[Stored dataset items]

▶

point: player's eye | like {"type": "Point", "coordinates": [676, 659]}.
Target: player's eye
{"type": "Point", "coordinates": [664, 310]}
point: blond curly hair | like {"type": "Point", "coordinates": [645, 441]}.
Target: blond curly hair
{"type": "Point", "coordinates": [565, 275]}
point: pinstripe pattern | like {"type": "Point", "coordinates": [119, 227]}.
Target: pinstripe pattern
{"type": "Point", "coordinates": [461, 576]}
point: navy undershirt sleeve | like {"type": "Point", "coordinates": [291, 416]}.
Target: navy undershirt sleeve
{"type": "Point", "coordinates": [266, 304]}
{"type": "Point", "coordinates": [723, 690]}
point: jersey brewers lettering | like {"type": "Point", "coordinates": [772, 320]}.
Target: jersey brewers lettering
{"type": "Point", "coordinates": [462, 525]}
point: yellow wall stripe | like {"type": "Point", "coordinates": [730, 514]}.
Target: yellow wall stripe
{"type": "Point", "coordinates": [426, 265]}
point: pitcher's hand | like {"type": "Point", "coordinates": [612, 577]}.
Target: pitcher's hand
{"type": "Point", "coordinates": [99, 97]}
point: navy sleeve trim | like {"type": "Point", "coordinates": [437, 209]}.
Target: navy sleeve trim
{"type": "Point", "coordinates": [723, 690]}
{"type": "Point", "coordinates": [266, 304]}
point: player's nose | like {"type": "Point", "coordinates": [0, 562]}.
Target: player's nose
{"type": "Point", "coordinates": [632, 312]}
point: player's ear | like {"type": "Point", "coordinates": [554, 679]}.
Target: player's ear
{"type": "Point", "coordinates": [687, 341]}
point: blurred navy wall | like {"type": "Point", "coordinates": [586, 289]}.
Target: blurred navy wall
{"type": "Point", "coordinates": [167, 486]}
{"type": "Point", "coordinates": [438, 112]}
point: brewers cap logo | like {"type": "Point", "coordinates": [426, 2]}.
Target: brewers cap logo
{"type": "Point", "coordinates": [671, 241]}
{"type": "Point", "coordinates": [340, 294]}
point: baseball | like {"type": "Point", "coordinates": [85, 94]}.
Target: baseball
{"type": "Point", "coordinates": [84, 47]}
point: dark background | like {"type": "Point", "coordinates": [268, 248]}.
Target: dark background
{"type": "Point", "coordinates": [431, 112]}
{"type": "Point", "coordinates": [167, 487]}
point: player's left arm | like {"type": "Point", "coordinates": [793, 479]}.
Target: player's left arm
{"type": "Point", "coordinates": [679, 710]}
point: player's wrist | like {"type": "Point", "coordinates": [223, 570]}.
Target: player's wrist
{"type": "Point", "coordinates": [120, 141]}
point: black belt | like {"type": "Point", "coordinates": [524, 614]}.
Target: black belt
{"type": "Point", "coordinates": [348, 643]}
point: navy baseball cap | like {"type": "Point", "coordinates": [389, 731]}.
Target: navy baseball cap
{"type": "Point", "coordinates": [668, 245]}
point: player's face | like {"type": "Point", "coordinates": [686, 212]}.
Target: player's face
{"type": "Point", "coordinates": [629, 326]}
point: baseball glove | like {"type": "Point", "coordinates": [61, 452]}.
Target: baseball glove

◀

> [Description of the task]:
Please repeat each entry. Keep every word the same.

> [Solution]:
point: player's eye | like {"type": "Point", "coordinates": [676, 659]}.
Target: player's eye
{"type": "Point", "coordinates": [664, 310]}
point: blond curly hair | like {"type": "Point", "coordinates": [645, 441]}.
Target: blond curly hair
{"type": "Point", "coordinates": [565, 275]}
point: pinstripe pattern | like {"type": "Point", "coordinates": [119, 227]}.
Target: pinstripe pattern
{"type": "Point", "coordinates": [461, 576]}
point: navy undershirt sleeve | like {"type": "Point", "coordinates": [291, 416]}.
Target: navy undershirt sleeve
{"type": "Point", "coordinates": [266, 304]}
{"type": "Point", "coordinates": [723, 690]}
point: jersey brewers lettering | like {"type": "Point", "coordinates": [772, 320]}.
Target: jersey brewers lettering
{"type": "Point", "coordinates": [462, 525]}
point: yellow wall stripe | like {"type": "Point", "coordinates": [730, 514]}.
Target: yellow wall stripe
{"type": "Point", "coordinates": [426, 265]}
point: pitcher's hand | like {"type": "Point", "coordinates": [612, 577]}.
Target: pitcher's hand
{"type": "Point", "coordinates": [99, 97]}
point: navy sleeve trim | like {"type": "Point", "coordinates": [437, 209]}.
Target: navy sleeve trim
{"type": "Point", "coordinates": [723, 690]}
{"type": "Point", "coordinates": [266, 304]}
point: player's nose | like {"type": "Point", "coordinates": [0, 562]}.
Target: player's nose
{"type": "Point", "coordinates": [632, 312]}
point: player's ear | like {"type": "Point", "coordinates": [554, 679]}.
Target: player's ear
{"type": "Point", "coordinates": [687, 341]}
point: blurred navy wall | like {"type": "Point", "coordinates": [586, 289]}.
Target: blurred navy wall
{"type": "Point", "coordinates": [167, 486]}
{"type": "Point", "coordinates": [438, 112]}
point: brewers cap logo | like {"type": "Point", "coordinates": [426, 2]}.
Target: brewers cap logo
{"type": "Point", "coordinates": [671, 241]}
{"type": "Point", "coordinates": [340, 294]}
point: baseball | like {"type": "Point", "coordinates": [85, 94]}.
Target: baseball
{"type": "Point", "coordinates": [84, 47]}
point: dark background | like {"type": "Point", "coordinates": [268, 248]}.
Target: dark background
{"type": "Point", "coordinates": [431, 112]}
{"type": "Point", "coordinates": [167, 487]}
point: player's left arm | like {"type": "Point", "coordinates": [793, 479]}.
Target: player's left arm
{"type": "Point", "coordinates": [679, 710]}
point: player's wrist | like {"type": "Point", "coordinates": [223, 570]}.
Target: player's wrist
{"type": "Point", "coordinates": [120, 141]}
point: black belt | like {"type": "Point", "coordinates": [524, 614]}.
Target: black belt
{"type": "Point", "coordinates": [348, 643]}
point: navy baseball cap | like {"type": "Point", "coordinates": [389, 731]}.
Target: navy baseball cap
{"type": "Point", "coordinates": [668, 245]}
point: player's face | like {"type": "Point", "coordinates": [686, 212]}.
Target: player's face
{"type": "Point", "coordinates": [629, 326]}
point: baseball glove | like {"type": "Point", "coordinates": [61, 452]}.
Target: baseball glove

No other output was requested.